*Texto de lectura*.
^^^^

Dos textos específicos del Antiguo Testamento pueden haber influenciado a Mateo. El de Daniel 12,1-2, que concluye su visión del fin de los tiempos con una descripción del juicio universal que retoma esta misma imagen. También el de Ez 37,11-14, la visión del valle de huesos descalcificados en el desierto salvaje, entonces –según la interpretación de la visión– las tumbas se abren.

 

La visión de Ezequiel es una garantía de esperanza para un pueblo destruido por el exilio; así como la visión apocalíptica en Daniel era una afirmación del triunfo final durante los días oscuros del dominio griego en Israel. Yahvé habría intervenido para soplar una nueva vida sobre las esperanzas frustradas transformando de nuevo a los israelitas en un pueblo y trayéndolo a su tierra.

 

La arqueología ha demostrado que la sorprendente visión de Ezequiel fue interpretada casi enseguida desde una perspectiva mesiánica, esto es, que sería el Mesías quien infundiría el Espíritu de Dios en el pueblo y conducirlo a la salvación. Así lo atestigua una antigua representación que se encuentra en una sinagoga del s.III dC, en Dura-Europos.

^^^^

*Tareas pendientes*.
(a) Indica si cada afirmación coincide con el texto de lectura y responde sí o no, citando las palabras exactas que lo deciden: (i) la visión de Ezequiel se interpretó muy pronto en clave mesiánica; (ii) la antigua representación se encuentra en una sinagoga del siglo V; (iii) la visión de Daniel surgió en tiempos del dominio romano.
(b) Resume el texto de lectura en dos oraciones.
(c) Enumera los nombres propios de personas que aparecen en el texto de lectura, sin contar a Dios ni al Mesías.
Las entradas no guardan relación con el texto de lectura.

^^^^

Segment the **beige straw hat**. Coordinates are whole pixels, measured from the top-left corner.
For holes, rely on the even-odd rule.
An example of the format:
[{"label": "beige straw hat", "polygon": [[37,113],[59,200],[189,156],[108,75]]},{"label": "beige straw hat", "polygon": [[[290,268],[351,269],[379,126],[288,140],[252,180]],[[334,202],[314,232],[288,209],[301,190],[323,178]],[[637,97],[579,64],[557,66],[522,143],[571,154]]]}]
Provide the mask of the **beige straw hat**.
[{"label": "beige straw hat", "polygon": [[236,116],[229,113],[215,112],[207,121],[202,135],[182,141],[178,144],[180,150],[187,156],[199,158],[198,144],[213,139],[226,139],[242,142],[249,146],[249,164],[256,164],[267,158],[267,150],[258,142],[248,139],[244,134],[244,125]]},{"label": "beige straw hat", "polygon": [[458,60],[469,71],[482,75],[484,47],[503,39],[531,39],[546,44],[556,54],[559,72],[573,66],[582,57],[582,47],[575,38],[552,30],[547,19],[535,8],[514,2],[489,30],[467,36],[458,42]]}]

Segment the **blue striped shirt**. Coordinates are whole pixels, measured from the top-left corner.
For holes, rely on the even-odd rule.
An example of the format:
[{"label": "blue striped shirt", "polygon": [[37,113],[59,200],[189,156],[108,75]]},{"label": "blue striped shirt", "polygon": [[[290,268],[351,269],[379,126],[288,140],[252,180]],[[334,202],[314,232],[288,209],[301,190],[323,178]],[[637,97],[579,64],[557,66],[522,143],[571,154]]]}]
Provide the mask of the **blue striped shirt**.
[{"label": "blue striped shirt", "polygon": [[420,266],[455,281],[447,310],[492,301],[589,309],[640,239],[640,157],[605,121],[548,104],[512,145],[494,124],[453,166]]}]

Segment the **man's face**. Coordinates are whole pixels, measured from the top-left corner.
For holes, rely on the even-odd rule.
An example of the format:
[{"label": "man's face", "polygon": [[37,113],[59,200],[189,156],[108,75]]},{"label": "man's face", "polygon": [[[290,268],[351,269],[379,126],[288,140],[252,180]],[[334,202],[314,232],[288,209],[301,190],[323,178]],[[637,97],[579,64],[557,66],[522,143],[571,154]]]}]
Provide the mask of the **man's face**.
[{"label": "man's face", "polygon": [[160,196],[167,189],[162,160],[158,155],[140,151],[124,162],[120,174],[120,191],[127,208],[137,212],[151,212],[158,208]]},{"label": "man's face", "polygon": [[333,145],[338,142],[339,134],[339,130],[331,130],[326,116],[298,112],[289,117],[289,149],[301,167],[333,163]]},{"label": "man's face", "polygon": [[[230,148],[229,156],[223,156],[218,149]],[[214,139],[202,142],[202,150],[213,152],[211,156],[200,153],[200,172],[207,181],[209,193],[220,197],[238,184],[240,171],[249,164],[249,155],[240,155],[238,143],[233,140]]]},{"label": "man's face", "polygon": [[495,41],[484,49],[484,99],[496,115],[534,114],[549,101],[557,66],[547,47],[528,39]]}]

^^^^

*Soluciones*.
(a)
(i) Sí: "fue interpretada casi enseguida desde una perspectiva mesiánica".
(ii) No: "una sinagoga del s.III dC, en Dura-Europos".
(iii) No: "durante los días oscuros del dominio griego en Israel".

(b) Dos textos del Antiguo Testamento, Daniel 12,1-2 y Ezequiel 37,11-14, pueden haber influido en Mateo, y ambos daban esperanza: el de Ezequiel a un pueblo destruido por el exilio y el de Daniel frente al dominio griego en Israel. La visión de Ezequiel se interpretó casi enseguida desde una perspectiva mesiánica, como muestra una representación en una sinagoga del siglo III en Dura-Europos.

(c) Mateo, Daniel, Ezequiel